**Consignes:**
1. D'après le texte sur la crise grecque, quelles institutions forment la « troïka » ?
2. Recopiez mot pour mot le passage du texte sur la crise grecque qui commence aux mots "Un suicide grec" et s'arrête après les mots "ou les deux.".

**Texte à lire:**
•••••

Un suicide grec ?

Vendredi 19 Juin 2015

La bonne nouvelle est qu’un défaut de la Grèce, dont l’imminence se rapproche depuis le refus provocateur du premier ministre Alexis Tsipras de ce qu’il a décrit comme une offre de sauvetage « absurde » par les créanciers de la Grèce, ne constitue plus une menace au reste de l’Europe. La mauvaise nouvelle est que Tsipras ne semble pas le savoir.


Alexis Tsipras , le premier ministre grec
Alexis Tsipras , le premier ministre grec
Si l’on en juge par le ton belliqueux de Tsipras, il est tout à fait convaincu que l’Europe a besoin de la Grèce aussi désespérément que la Grèce a besoin de l’Europe. Voilà la véritable « absurdité » dans les négociations actuelles et la méprise de Tsipras quant au rapport de force dont la Grèce dispose et qui risque maintenant de mener le pays à la catastrophe ou du moins à l’humiliation du parti Syriza, ou les deux.
L’issue la plus vraisemblable : Tsipras devra ravaler ses paroles et se soumettre aux conditions dictées par la « troïka » (la Commission européenne, la Banque centrale européenne et le Fonds monétaire international) avant la fin de juin. Sinon, la BCE cessera d’appuyer le système bancaire grec et les coffres de l’État grec seront trop vides pour pouvoir honorer les paiements sur la dette étrangère et, plus grave encore, pour verser les pensions des citoyens grecs et les salaires de ses fonctionnaires. Sevrée de tout financement extérieur, la Grèce deviendra un paria économique – l’Argentine de l’Europe – et les pressions publiques chasseront vraisemblablement Syriza du pouvoir.

•••••

**Données:**
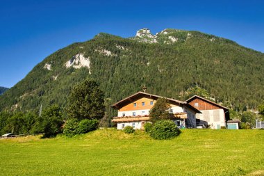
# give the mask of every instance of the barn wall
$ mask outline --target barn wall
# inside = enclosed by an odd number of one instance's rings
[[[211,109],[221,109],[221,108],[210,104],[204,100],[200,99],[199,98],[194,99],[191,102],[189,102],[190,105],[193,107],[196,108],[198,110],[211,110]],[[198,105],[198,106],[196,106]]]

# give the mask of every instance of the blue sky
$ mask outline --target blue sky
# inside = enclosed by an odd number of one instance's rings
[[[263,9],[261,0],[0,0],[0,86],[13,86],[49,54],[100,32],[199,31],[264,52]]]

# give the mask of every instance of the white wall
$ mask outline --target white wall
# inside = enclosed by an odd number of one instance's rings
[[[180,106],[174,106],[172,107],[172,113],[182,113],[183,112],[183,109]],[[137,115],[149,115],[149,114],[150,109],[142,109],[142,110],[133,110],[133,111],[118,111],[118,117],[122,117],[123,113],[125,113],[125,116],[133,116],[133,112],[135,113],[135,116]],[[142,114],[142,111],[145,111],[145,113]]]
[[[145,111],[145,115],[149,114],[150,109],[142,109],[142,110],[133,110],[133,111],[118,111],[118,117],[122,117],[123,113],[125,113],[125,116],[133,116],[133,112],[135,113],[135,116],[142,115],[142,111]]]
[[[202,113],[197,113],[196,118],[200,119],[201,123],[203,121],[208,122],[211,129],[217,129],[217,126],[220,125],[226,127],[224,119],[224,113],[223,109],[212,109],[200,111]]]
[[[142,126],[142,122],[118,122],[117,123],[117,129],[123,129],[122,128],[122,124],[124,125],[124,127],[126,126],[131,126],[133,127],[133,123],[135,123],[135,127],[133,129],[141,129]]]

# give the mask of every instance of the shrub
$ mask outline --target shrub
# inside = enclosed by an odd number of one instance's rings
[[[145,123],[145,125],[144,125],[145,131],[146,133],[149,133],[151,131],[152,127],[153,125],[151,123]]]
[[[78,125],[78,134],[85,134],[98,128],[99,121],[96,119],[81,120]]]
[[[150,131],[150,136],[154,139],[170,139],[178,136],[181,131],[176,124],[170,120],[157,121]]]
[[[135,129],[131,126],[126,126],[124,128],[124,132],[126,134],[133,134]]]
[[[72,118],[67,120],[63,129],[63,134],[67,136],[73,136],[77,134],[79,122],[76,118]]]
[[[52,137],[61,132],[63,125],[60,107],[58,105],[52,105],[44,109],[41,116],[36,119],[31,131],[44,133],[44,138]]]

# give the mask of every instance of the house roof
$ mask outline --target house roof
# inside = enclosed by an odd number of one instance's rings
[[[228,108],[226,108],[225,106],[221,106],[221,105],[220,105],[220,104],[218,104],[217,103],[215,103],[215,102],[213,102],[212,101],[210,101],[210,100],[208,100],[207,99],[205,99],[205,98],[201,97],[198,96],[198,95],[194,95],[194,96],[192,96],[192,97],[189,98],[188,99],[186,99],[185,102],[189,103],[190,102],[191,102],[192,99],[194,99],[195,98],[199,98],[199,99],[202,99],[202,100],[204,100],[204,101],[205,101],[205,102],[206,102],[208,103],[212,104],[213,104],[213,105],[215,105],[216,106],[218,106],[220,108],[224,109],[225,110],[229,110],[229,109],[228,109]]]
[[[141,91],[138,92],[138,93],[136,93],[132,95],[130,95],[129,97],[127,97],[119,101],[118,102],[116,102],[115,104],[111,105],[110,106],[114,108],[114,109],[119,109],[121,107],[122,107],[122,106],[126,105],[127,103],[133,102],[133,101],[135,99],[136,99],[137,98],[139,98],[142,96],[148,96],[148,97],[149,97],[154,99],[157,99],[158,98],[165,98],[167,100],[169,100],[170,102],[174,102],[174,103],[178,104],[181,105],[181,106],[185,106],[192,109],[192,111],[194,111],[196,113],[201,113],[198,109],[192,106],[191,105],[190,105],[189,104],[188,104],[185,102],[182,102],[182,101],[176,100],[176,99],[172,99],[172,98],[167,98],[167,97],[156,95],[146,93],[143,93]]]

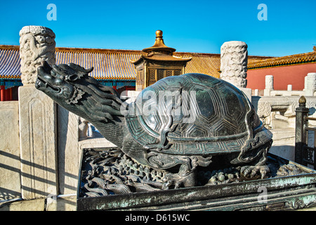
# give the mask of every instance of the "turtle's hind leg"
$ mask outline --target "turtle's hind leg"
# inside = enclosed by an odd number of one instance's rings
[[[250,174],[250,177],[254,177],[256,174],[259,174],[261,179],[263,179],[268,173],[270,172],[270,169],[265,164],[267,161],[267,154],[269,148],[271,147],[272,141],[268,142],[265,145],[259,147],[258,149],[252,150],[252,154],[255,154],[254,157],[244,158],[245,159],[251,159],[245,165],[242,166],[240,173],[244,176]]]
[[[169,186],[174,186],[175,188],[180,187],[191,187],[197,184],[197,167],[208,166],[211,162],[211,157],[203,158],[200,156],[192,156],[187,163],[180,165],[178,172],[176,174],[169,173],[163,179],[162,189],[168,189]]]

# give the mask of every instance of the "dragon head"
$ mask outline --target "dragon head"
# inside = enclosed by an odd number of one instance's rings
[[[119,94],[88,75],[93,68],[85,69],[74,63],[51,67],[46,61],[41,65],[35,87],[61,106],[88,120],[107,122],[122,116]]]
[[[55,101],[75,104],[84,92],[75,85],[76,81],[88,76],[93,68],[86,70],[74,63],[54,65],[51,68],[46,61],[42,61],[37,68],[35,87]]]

•••••

**Réponses de l'exercice:**
1. La Commission européenne, la Banque centrale européenne et le Fonds monétaire international.

2.
Un suicide grec ?

Vendredi 19 Juin 2015

La bonne nouvelle est qu’un défaut de la Grèce, dont l’imminence se rapproche depuis le refus provocateur du premier ministre Alexis Tsipras de ce qu’il a décrit comme une offre de sauvetage « absurde » par les créanciers de la Grèce, ne constitue plus une menace au reste de l’Europe. La mauvaise nouvelle est que Tsipras ne semble pas le savoir.


Alexis Tsipras , le premier ministre grec
Alexis Tsipras , le premier ministre grec
Si l’on en juge par le ton belliqueux de Tsipras, il est tout à fait convaincu que l’Europe a besoin de la Grèce aussi désespérément que la Grèce a besoin de l’Europe. Voilà la véritable « absurdité » dans les négociations actuelles et la méprise de Tsipras quant au rapport de force dont la Grèce dispose et qui risque maintenant de mener le pays à la catastrophe ou du moins à l’humiliation du parti Syriza, ou les deux.